** BEGIN Data lines **

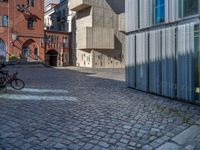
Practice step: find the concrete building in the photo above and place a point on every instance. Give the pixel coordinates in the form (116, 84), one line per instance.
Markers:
(57, 37)
(49, 11)
(47, 2)
(21, 30)
(99, 33)
(162, 47)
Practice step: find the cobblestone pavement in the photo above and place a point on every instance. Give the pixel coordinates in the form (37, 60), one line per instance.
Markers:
(76, 108)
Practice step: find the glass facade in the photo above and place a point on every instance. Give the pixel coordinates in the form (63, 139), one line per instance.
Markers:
(3, 21)
(159, 11)
(197, 62)
(188, 8)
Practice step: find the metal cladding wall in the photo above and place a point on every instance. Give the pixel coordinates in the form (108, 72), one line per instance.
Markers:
(163, 57)
(162, 62)
(155, 61)
(130, 60)
(142, 61)
(185, 64)
(132, 14)
(171, 10)
(168, 85)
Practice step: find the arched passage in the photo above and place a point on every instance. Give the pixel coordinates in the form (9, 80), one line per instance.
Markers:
(51, 57)
(27, 50)
(2, 51)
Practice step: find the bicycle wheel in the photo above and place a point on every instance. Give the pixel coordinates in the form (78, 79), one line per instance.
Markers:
(17, 84)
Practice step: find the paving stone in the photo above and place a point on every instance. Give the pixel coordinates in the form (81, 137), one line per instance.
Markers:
(88, 146)
(169, 146)
(189, 147)
(83, 106)
(186, 135)
(59, 146)
(103, 144)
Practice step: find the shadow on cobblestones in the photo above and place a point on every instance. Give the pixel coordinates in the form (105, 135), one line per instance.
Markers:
(105, 115)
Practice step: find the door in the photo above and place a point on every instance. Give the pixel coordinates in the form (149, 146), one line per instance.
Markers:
(25, 53)
(2, 52)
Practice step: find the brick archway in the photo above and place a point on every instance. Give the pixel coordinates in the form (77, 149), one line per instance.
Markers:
(27, 50)
(52, 57)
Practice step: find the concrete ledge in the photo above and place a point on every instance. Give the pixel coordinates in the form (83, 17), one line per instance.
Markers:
(187, 135)
(169, 146)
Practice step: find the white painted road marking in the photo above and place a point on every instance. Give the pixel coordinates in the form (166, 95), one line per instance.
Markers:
(43, 90)
(39, 94)
(33, 97)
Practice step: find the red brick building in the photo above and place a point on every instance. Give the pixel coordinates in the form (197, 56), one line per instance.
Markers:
(57, 48)
(21, 29)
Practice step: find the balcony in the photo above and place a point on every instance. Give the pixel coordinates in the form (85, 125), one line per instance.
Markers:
(78, 5)
(95, 38)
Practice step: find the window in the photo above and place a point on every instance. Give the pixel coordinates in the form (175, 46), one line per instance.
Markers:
(65, 42)
(188, 7)
(36, 54)
(31, 2)
(3, 21)
(197, 61)
(159, 11)
(30, 23)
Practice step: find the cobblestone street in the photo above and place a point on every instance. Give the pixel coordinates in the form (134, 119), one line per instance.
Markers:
(77, 108)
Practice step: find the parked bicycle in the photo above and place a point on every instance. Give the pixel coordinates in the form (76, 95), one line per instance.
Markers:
(12, 80)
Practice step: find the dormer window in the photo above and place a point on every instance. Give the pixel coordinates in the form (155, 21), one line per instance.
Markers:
(30, 23)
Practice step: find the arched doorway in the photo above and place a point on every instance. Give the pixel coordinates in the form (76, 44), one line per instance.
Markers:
(25, 53)
(27, 50)
(2, 52)
(52, 57)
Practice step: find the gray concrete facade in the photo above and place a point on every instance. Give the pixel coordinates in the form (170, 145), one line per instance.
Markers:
(99, 33)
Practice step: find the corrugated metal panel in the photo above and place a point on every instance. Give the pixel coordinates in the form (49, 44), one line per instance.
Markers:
(155, 61)
(185, 70)
(142, 61)
(131, 15)
(130, 61)
(168, 84)
(171, 10)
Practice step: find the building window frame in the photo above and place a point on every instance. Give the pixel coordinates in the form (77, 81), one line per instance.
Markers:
(158, 11)
(30, 23)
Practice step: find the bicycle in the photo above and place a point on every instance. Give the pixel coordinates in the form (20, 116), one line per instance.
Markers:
(14, 82)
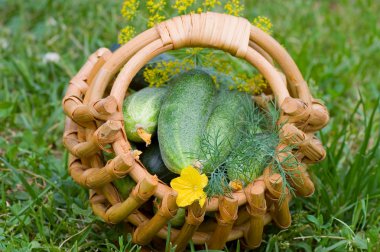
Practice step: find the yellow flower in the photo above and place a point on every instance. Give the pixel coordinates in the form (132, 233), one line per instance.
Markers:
(129, 9)
(263, 23)
(234, 7)
(126, 34)
(182, 5)
(189, 187)
(210, 4)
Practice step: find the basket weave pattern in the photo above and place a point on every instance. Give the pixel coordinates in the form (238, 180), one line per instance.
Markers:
(94, 124)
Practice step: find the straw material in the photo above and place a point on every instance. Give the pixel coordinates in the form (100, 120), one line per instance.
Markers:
(94, 126)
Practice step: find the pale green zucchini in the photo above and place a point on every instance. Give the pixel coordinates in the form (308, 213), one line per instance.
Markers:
(141, 111)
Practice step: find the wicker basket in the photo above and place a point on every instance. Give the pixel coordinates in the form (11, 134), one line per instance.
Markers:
(94, 124)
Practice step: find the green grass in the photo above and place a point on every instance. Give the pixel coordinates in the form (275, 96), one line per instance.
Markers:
(336, 45)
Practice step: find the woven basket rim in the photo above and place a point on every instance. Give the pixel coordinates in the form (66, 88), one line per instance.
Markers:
(93, 121)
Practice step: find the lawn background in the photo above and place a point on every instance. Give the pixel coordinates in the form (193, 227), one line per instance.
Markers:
(336, 44)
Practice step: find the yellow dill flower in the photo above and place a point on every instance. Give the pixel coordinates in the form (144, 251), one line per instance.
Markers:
(155, 6)
(182, 5)
(189, 186)
(210, 4)
(129, 9)
(155, 19)
(263, 23)
(126, 34)
(162, 71)
(155, 10)
(234, 7)
(253, 85)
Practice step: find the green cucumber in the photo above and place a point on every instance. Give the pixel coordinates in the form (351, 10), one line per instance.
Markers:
(183, 117)
(152, 160)
(141, 111)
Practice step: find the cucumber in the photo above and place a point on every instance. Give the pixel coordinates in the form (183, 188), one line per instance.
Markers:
(152, 160)
(183, 117)
(141, 111)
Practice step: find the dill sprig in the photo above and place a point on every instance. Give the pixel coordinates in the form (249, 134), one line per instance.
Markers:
(213, 164)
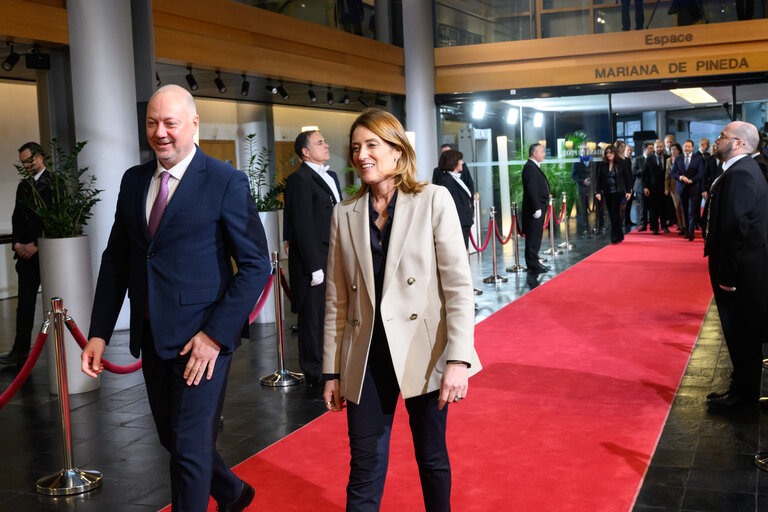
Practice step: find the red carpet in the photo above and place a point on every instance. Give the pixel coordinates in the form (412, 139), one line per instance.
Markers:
(578, 380)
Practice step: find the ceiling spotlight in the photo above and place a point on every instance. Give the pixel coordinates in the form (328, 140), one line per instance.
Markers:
(191, 79)
(246, 87)
(281, 91)
(11, 59)
(220, 83)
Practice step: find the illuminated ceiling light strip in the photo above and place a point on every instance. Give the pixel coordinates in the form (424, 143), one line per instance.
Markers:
(694, 95)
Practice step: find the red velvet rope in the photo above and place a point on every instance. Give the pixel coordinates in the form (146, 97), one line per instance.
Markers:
(262, 300)
(110, 367)
(284, 284)
(501, 239)
(25, 370)
(487, 237)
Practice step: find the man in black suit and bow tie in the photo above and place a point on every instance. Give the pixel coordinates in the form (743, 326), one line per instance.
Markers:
(535, 204)
(736, 236)
(311, 192)
(26, 228)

** END Data lines **

What to do
Copy the lines of the material above exactly, starting at the line that contains "Practice step: find the man" and continuing through the final line of the material.

Response to this exercise
Practice step: find the man in black suit and bow tie in the photo above and place a point on every instance. Give the pixel coordinates in the form (743, 326), one line per instance.
Markers:
(535, 204)
(736, 236)
(311, 192)
(26, 228)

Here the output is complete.